## OBJECTIVE
Give a verbatim quotation of every record.

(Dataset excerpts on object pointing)
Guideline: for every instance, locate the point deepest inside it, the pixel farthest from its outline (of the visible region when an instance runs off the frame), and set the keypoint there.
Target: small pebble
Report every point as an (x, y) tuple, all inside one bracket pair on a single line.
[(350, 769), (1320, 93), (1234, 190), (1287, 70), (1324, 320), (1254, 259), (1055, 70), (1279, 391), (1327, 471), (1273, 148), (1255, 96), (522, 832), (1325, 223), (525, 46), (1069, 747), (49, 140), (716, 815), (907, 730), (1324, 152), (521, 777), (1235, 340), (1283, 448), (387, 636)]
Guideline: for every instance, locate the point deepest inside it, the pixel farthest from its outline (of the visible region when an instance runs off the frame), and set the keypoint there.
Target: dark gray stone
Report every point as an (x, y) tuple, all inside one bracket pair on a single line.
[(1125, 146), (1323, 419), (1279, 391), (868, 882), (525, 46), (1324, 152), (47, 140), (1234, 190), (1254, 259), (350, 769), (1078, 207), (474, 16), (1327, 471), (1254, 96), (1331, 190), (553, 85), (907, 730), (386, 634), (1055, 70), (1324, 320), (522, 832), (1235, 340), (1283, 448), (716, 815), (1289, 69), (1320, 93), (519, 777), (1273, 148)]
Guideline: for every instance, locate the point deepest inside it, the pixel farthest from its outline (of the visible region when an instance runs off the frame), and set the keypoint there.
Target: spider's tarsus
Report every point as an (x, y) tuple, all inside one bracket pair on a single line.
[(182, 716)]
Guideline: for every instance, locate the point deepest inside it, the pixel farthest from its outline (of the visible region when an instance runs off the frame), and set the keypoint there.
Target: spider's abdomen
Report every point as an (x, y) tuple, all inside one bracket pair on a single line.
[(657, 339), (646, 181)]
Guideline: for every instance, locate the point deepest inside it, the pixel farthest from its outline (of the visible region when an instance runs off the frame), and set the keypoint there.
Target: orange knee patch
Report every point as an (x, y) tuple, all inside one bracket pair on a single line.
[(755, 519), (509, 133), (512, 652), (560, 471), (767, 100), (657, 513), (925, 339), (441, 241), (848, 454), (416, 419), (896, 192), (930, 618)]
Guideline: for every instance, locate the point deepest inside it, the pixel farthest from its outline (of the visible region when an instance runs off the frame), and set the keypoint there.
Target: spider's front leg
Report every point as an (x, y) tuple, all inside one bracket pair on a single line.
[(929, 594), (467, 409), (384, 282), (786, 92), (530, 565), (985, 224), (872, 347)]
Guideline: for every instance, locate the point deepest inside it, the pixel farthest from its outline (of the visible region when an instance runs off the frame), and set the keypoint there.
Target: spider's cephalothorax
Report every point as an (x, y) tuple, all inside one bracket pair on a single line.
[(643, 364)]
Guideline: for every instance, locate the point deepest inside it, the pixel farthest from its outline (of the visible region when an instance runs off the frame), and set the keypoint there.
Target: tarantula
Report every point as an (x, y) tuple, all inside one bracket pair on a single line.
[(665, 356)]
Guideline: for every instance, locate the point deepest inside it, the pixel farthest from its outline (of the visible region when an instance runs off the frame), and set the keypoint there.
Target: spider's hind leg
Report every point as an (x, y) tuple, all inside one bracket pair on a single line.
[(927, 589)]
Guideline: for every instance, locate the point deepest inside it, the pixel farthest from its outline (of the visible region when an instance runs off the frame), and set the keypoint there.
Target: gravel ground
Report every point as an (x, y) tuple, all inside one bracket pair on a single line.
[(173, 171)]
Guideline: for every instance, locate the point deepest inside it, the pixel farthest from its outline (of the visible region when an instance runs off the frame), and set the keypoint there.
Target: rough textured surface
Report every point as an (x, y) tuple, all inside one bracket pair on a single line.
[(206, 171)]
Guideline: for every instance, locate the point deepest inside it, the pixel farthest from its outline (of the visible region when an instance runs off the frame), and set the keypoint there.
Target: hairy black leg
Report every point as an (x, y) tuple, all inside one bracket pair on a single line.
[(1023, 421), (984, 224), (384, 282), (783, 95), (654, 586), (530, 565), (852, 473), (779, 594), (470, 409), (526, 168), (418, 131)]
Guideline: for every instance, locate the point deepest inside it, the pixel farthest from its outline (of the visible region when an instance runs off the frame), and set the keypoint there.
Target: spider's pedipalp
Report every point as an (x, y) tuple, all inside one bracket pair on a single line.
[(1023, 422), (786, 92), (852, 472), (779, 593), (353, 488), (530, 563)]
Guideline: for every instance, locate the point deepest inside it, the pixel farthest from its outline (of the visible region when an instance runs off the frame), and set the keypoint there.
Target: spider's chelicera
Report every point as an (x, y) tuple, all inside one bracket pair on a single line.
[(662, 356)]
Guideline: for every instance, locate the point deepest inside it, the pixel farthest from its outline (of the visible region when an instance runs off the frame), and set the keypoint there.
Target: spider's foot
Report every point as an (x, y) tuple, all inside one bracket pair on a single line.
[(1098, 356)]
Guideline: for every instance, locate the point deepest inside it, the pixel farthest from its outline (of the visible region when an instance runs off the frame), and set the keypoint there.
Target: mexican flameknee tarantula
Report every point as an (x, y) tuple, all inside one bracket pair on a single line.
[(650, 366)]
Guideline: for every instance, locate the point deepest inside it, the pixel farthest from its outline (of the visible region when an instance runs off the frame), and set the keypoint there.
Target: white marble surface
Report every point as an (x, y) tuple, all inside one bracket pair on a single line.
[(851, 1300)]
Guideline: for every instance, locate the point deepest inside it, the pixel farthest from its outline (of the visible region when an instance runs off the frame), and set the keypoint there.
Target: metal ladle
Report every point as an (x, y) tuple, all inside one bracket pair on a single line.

## SOLVED PROBLEM
Guideline: for every instance, locate the point deepest inside it, the pixel farthest from its outline (of the visible region when an instance runs off the frame), and set the keypoint there.
Target: small pebble
Report every point as an (x, y) tuple, all inside one bracket pair on a single line.
[(350, 769), (1320, 93), (1234, 190), (1287, 70), (1324, 320), (1254, 259), (1055, 70), (1279, 391), (1327, 471), (1273, 148), (1255, 96), (522, 832), (1325, 223), (525, 46), (1069, 747), (49, 140), (716, 815), (907, 730), (1324, 152), (521, 777), (1235, 340), (1283, 448), (387, 636)]
Guideline: for every instance, locate the point deepest inside it, the pixel farthest from its outline (of the visible region when an instance runs off the frame), and set the keypoint there.
Target: dark gray stone
Report every point as an (x, y) tuple, all inside one bracket pair on a single line.
[(1125, 146), (1323, 419), (1279, 391), (868, 882), (525, 46), (1324, 152), (47, 140), (1234, 190), (1254, 259), (350, 769), (1078, 207), (474, 16), (1327, 471), (1254, 96), (1331, 190), (553, 85), (907, 730), (386, 634), (1055, 70), (1324, 320), (522, 832), (1235, 340), (1283, 448), (716, 815), (1289, 69), (1320, 93), (519, 777), (1273, 148)]
Guideline: for every instance, locate the point deepest inside it, the pixel farthest from its outline (of the visible region when an instance runs off the frame), and set the keypoint there.
Target: spider's tarsus
Report every point as an (x, y) tuple, all inside one bracket pair on a single line.
[(182, 716)]
Guideline: for every instance, locate the point deepest inside it, the pixel farthest from its outline (of the visible region when an instance runs off the frame), and set the keypoint there.
Target: spider's abdomen
Report every point as an (x, y) tuple, all inside one bracket pair on a single line.
[(657, 339), (646, 181)]
Guideline: for every instance, locate the point deepest inside it, the pixel farthest from its outline (of the visible region when an instance runs off the frame), and set the keypoint there.
Target: orange knee patch
Report every point as an (x, y) tuple, all inside one bracket pair on a single line.
[(755, 519), (509, 133), (512, 652), (560, 471), (767, 100), (657, 513), (925, 339), (441, 241), (848, 454), (416, 419), (896, 192), (930, 618)]
Guideline: for every instance, locate the point deepest inside it, the pixel farthest from its outline (of the visible region when an instance runs off the frame), and set the keypoint there.
Target: spider's front leg
Report every point as an (x, y) tuple, all inside one bracket pair on a single line.
[(929, 594), (467, 409), (384, 282), (786, 92), (530, 565), (985, 224), (872, 347)]
Guideline: for every instance, locate the point deepest inside it, the pixel farthest from its outline (of the visible region when an instance runs off the frame), and set the keypoint there.
Target: spider's cephalothorax
Report every point as an (x, y) tuple, all inside one bracket pair on a single line.
[(643, 364)]
Guideline: for every instance, locate the point deepest inside it, the pixel farthest from its outline (of the visible region when an instance runs off the frame), and set the keypoint there.
Target: tarantula
Report every point as an (x, y) tuple, all inside one bracket pair on a single line.
[(665, 356)]
Guideline: for every instance, locate the point deepest inside it, the pixel farthest from its outline (of the visible region when an instance runs off the frame), and set the keypoint there.
Target: spider's hind leg
Report every point as an (x, y) tuple, all inside one bracket pair on a single line.
[(927, 589)]
Guideline: for every instance, locate the point deepest inside it, the pixel farthest from its outline (of the visible region when an instance runs off the frame), and set the keypoint there.
Target: gravel ground
Report every point as an (x, y) tuple, all inside one bracket pair on a single line.
[(173, 171)]
Guideline: for every instance, locate the point deepest inside it, the pixel farthest from its outline (of the visible region when an instance runs off the frame), and set the keypoint there.
Target: rough textured surface
Report every point as an (x, y) tuple, all inside one bracket pair on a single line.
[(206, 171)]
Guideline: for every instance, locate the point deepest inside it, the pixel farthest from its outline (of the visible region when an instance runs off the frame), and set the keypoint there.
Target: hairy black leg
Report every point as an (x, y) tuple, all inside one bracket pair on a single line.
[(1023, 421), (984, 224), (384, 282), (783, 95), (654, 586), (530, 565), (852, 473), (779, 594), (470, 409), (526, 168), (418, 131)]
Guideline: for every instance, locate the point deepest inside it, the pixel farthest from its outline (of the visible region when an instance runs off the frame), and set the keypoint there.
Target: spider's pedipalp
Report every point as an (x, y) tuple, all inside one bracket pair on a single line.
[(1023, 422), (786, 92), (852, 472), (779, 593), (353, 488), (530, 563)]
Guideline: for every instance, locate the point deepest inside it, the pixel farthest from its outline (of the visible region when an instance runs off the frame), and set the keypoint there.
Target: spider's chelicera
Report every point as an (x, y) tuple, all inside one bracket pair on a single line.
[(662, 356)]
Guideline: for every instance, locate the point deepest inside it, the pixel farthest from its outline (of the visible region when an instance runs off the frame), and set the keypoint there.
Target: spider's foot
Report every point as an (x, y) tuple, all inside one bracket pair on a single line.
[(1098, 356)]
Guideline: for every instance, locate the point deepest inside it, the pixel farthest from its outline (of the visible region when an instance runs off the frame), and set the keypoint there.
Target: mexican flameknee tarantula
Report every point as an (x, y) tuple, all inside one bracket pair on a single line.
[(650, 366)]
Guideline: for every instance, locate the point deepest inside it, the pixel farthest from its outline (of the visible region when an instance runs off the frame), and set the keypoint there.
Target: white marble surface
Report every point as an (x, y) tuple, all inside one bracket pair on a single line.
[(851, 1300)]
Guideline: for every instance, locate the point deepest inside it, the pixel farthest from its outline (of the visible region when an instance runs off the frame), and set the keypoint there.
Target: metal ladle
Report every point as an (x, y) tuple, all inside one bracket pair on a single line.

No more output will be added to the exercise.